> _Required work_:
1) Decide whether each statement agrees with the passage on inflation and monetary policy in 2015-16: (a) core CPI inflation in March was 4.4 per cent; (b) food inflation is higher in the WPI than in the CPI; (c) total CPI inflation is likely to exceed 6 per cent. Answer yes or no for each, quoting the deciding words of the passage.
2) Turn the paragraph of the inflation and monetary policy passage beginning "In projecting inflation for 2015-16" into a short bulleted list that keeps its main facts.
3) Translate this sentence from the passage on inflation and monetary policy into Spanish: "It is reasonable to expect the gap between the two to close, particularly given decelerating inflation in transport, real estate and wages which are relevant elements between wholesale and retail markets."

> _Document passage_:
↓
Inflation & Monetary Policy in 2015-16

  In projecting  inflation for 2015-16,  two factors are significant. First core, non-food, non-fuel inflation in March was 4.4 per cent, which was also the average of the last four months. Core (non-food, non-fuel) WPI inflation in March was even lower at -2.5%. It is reasonable to expect the gap between the two to close, particularly given decelerating inflation in transport, real estate and wages which are relevant elements between wholesale and retail markets. Thus we are already in 2015, well on the way to the 2018 inflation target of 4 per cent, at least as far as core inflation is concerned. Food inflation is currently running at around 6.1% in the CPI, but is much lower at 4.4% in the WPI, indicating that CPI food inflation is headed lower. If government focuses on agricultural reform and as promised in the budget, NITI can develop a consensus among the States, food inflation below 6% in January 2016 and 4% in 2018 is feasible. There is large gap between the CPI (4.5%) and WPI (-10.5%) on fuel inflation, because the complex system of price controls, administered prices and subsidies. However, even if there is some rise in global oil prices during the year, CPI fuel inflation is unlikely to exceed 6%. Thus total CPI inflation is likely to be between 5 and 5.5 per cent.
↑
> _Data block_:
↓
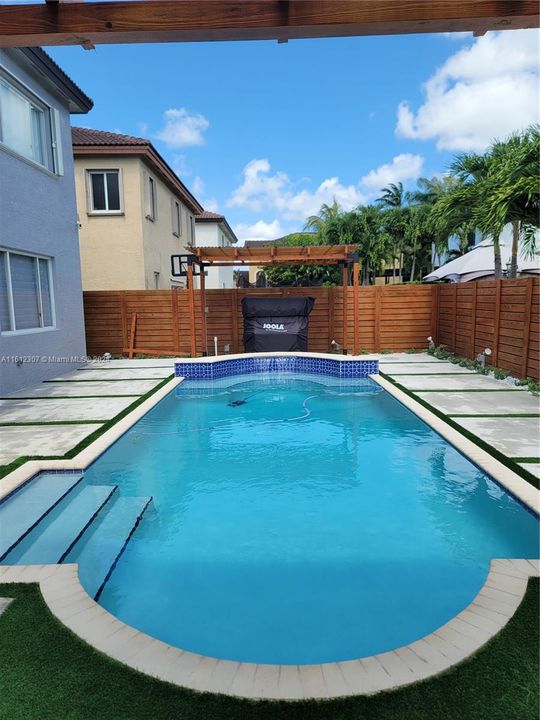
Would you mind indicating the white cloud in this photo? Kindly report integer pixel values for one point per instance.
↑
> _Solutions per task_:
1)
(a) Yes: "core, non-food, non-fuel inflation in March was 4.4 per cent"
(b) No: "Food inflation is currently running at around 6.1% in the CPI, but is much lower at 4.4% in the WPI"
(c) No: "total CPI inflation is likely to be between 5 and 5.5 per cent"

2)
- Core (non-food, non-fuel) CPI inflation in March was 4.4%, also the average of the last four months; core WPI inflation was -2.5%.
- The gap between the two should close as inflation slows in transport, real estate and wages.
- Core inflation is already well on the way to the 2018 target of 4%.
- Food inflation is about 6.1% in the CPI and 4.4% in the WPI, so CPI food inflation is headed lower.
- With agricultural reform and a consensus among the States through NITI, food inflation below 6% in January 2016 and 4% in 2018 is feasible.
- Fuel inflation is 4.5% in the CPI and -10.5% in the WPI, owing to price controls, administered prices and subsidies.
- Even with some rise in global oil prices, CPI fuel inflation is unlikely to exceed 6%.
- Total CPI inflation is likely to be between 5 and 5.5%.

3) Es razonable esperar que la brecha entre ambas se cierre, en particular dada la desaceleración de la inflación en el transporte, el sector inmobiliario y los salarios, que son elementos relevantes entre los mercados mayoristas y minoristas.